Indian corn, beans, and vegetables will probably be required. I know they have a horror of our salt provisions. The Sardinian Government, as is natural, are very uneasy upon the subject, and Azeglio 28 presses me about it, as the case has become more urgent since the loss of all their stores in the Crœsus.
I am sure that Raglan need not be requested to behave courteously to La Marmora. Our Buckingham Palace agreement has come to grief. The Emperor doesn’t go to the Crimea. Omar Pasha won’t let his Army remain at Sebastopol, and Canrobert insists upon having the Army of reserve from Constantinople. We shall probably, therefore, not be able to keep our word to the Sardinians that they should be employed in field operations. They will have to stick at Balaclava, which they particularly objected to, and we should endeavour to make their residence in that delectable spot as comfortable as circumstances will admit.
HOUSE OF COMMONS, April 30, 1855.
Recommends instructions to Raglan to invest Sebastopol.
It seems to me that, on sending to Raglan a copy of this letter to Canrobert, we should say that he should enter into cordial concert and dispassionate consultation with Canrobert on the subject of this plan, and that our wish is that whatever may seem on full consideration to be best should be undertaken. That we are of opinion with the Emperor that Sebastopol cannot be taken until it is fully invested; and that it cannot be fully invested unless the Russian covering army is driven away from its present position, from which it communicates with the town.
Operations therewith connected.
That for this purpose it seems advisable to divide the aggregate forces into three armies, as proposed by the Emperor, of which one should maintain the siege, while another moves forward to complete the investment, the third making a diversion, which would be a feint to draw off the Russians from their position near the town, or a real attack on their rear, according to circumstances, and especially according to the relative forces of the army making the diversion and the Russian force by which it might be opposed. The main question on which the Generals would have to deliberate would be the direction in which, and the point from which, this diversion should be made.
Another opinion is that Eupatoria would be the best basis of operations for the Army of Diversion, and that from thence it should march to Simpheropol, or take in the rear the Russian force to the north of Sebastopol, and that, advancing along the line of the coast, it should keep up its communications with a squadron of the Allies which should accompany its march. To this plan the Emperor states objections. These objections will, of course, be well weighed by the Generals. A third plan is that this third Army of operations should not be embarked and transported anywhere by sea, but should march away from the present centre of operations at Kamiesh and Balaclava, and get to Bakshiserai by a road leading to the eastward of Mackenzie’s Farm. H.M.’s Government must leave it to the Generals on the spot to determine which of these three plans affords the best prospects of success and is the most easily executed, taking into consideration the means which may exist of transporting by sea the force necessary to be so conveyed if either of the first two plans were to be adopted, and the means which either of the three would afford the Army of Diversion of making a safe retreat in the event of its being obliged to retire before a numerically superior force. Whichever plan, however, is adopted, it ought to be put into execution as soon as the whole of the reinforcements arrive and the troops intended for the two Armies of operation are ready to take the field.
Such an instruction might be shown to the Emperor.

——

EXERCISES:
1. According to the Crimea letter, where will the Sardinians have to stay instead of being employed in field operations?
2. Based on the Crimea letter, why will the promise to employ the Sardinians in field operations probably not be kept?
3. Rename "Raglan" to "Lord Raglan" in the Crimea letter, and give the passage between "I am sure that" and "to invest Sebastopol.", inclusive, with that change.

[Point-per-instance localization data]
——

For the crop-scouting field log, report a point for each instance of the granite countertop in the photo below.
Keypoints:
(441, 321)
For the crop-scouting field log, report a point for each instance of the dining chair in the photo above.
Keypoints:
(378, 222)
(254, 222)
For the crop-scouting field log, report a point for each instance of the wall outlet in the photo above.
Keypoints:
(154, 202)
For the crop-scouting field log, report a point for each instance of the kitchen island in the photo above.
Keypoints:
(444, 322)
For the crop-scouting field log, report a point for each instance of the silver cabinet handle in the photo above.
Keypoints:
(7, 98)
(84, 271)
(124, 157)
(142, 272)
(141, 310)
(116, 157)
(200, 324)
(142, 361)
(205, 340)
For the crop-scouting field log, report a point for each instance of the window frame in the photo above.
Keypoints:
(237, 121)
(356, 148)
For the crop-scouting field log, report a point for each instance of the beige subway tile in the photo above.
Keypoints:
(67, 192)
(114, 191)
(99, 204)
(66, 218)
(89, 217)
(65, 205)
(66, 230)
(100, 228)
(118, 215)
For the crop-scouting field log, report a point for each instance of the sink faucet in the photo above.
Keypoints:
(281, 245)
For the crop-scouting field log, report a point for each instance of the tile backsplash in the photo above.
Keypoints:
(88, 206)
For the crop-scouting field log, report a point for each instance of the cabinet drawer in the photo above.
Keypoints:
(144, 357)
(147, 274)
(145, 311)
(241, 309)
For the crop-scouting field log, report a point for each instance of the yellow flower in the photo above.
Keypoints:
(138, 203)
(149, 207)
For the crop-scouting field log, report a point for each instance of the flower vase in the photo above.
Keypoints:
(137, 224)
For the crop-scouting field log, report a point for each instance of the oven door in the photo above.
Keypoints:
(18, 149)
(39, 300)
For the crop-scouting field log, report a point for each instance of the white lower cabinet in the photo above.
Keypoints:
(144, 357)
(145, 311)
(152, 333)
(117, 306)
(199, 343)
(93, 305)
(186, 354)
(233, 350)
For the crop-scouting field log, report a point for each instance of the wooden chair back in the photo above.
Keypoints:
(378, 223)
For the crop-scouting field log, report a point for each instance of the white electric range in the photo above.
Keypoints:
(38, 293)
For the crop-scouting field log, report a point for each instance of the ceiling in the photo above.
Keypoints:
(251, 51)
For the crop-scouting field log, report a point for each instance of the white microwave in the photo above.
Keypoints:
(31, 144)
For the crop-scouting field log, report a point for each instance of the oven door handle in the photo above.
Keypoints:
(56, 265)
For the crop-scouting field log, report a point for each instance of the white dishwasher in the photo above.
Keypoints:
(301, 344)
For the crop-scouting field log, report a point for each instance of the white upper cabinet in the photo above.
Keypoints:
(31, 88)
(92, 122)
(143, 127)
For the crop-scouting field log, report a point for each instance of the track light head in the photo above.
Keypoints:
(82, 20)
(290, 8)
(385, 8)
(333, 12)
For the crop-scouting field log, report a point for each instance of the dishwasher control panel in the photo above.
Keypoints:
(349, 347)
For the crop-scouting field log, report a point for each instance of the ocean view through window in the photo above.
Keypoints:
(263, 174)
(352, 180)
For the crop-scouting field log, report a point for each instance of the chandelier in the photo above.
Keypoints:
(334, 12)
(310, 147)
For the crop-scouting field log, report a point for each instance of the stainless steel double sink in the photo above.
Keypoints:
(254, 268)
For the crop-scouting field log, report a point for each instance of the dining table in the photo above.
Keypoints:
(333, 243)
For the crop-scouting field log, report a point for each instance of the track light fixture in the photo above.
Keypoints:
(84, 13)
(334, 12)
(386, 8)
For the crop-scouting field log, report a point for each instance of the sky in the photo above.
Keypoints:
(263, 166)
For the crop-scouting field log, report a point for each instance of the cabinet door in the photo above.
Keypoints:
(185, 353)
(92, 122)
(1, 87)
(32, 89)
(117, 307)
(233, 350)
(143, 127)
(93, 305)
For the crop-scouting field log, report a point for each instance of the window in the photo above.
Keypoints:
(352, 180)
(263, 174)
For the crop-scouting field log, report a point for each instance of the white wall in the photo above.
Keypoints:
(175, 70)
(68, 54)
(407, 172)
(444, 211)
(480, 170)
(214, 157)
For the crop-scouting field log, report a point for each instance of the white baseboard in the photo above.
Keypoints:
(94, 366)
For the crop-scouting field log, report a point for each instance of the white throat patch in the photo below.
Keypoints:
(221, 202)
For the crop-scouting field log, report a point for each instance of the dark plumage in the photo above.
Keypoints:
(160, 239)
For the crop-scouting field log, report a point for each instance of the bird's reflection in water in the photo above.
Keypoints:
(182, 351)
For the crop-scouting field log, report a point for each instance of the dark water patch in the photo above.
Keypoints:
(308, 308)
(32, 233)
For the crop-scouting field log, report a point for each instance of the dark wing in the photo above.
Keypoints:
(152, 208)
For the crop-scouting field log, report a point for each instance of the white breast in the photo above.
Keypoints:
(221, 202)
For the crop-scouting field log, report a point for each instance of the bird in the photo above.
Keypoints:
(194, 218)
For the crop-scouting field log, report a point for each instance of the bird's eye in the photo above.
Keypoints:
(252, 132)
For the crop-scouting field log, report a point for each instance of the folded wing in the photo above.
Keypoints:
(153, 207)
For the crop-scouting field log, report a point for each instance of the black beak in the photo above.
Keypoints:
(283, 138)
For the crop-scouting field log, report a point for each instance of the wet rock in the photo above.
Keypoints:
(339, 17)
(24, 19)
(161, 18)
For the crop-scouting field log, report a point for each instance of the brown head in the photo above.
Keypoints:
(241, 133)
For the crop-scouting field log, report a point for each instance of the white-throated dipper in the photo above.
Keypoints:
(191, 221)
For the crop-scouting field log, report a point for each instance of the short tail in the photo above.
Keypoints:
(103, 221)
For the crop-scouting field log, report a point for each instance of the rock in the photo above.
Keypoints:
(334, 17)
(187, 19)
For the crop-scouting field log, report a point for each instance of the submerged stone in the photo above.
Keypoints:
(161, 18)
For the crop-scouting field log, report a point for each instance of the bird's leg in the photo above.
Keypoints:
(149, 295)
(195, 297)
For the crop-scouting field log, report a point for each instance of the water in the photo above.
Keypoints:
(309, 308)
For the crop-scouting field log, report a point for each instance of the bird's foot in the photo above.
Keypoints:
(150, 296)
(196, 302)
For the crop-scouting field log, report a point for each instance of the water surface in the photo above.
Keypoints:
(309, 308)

——

RESPONSES:
1. At Balaclava.

2. The Buckingham Palace agreement has come to grief. The Emperor is not going to the Crimea, Omar Pasha won't let his Army remain at Sebastopol, and Canrobert insists on having the Army of reserve from Constantinople.

3.
I am sure that Lord Raglan need not be requested to behave courteously to La Marmora. Our Buckingham Palace agreement has come to grief. The Emperor doesn’t go to the Crimea. Omar Pasha won’t let his Army remain at Sebastopol, and Canrobert insists upon having the Army of reserve from Constantinople. We shall probably, therefore, not be able to keep our word to the Sardinians that they should be employed in field operations. They will have to stick at Balaclava, which they particularly objected to, and we should endeavour to make their residence in that delectable spot as comfortable as circumstances will admit.
HOUSE OF COMMONS, April 30, 1855.
Recommends instructions to Lord Raglan to invest Sebastopol.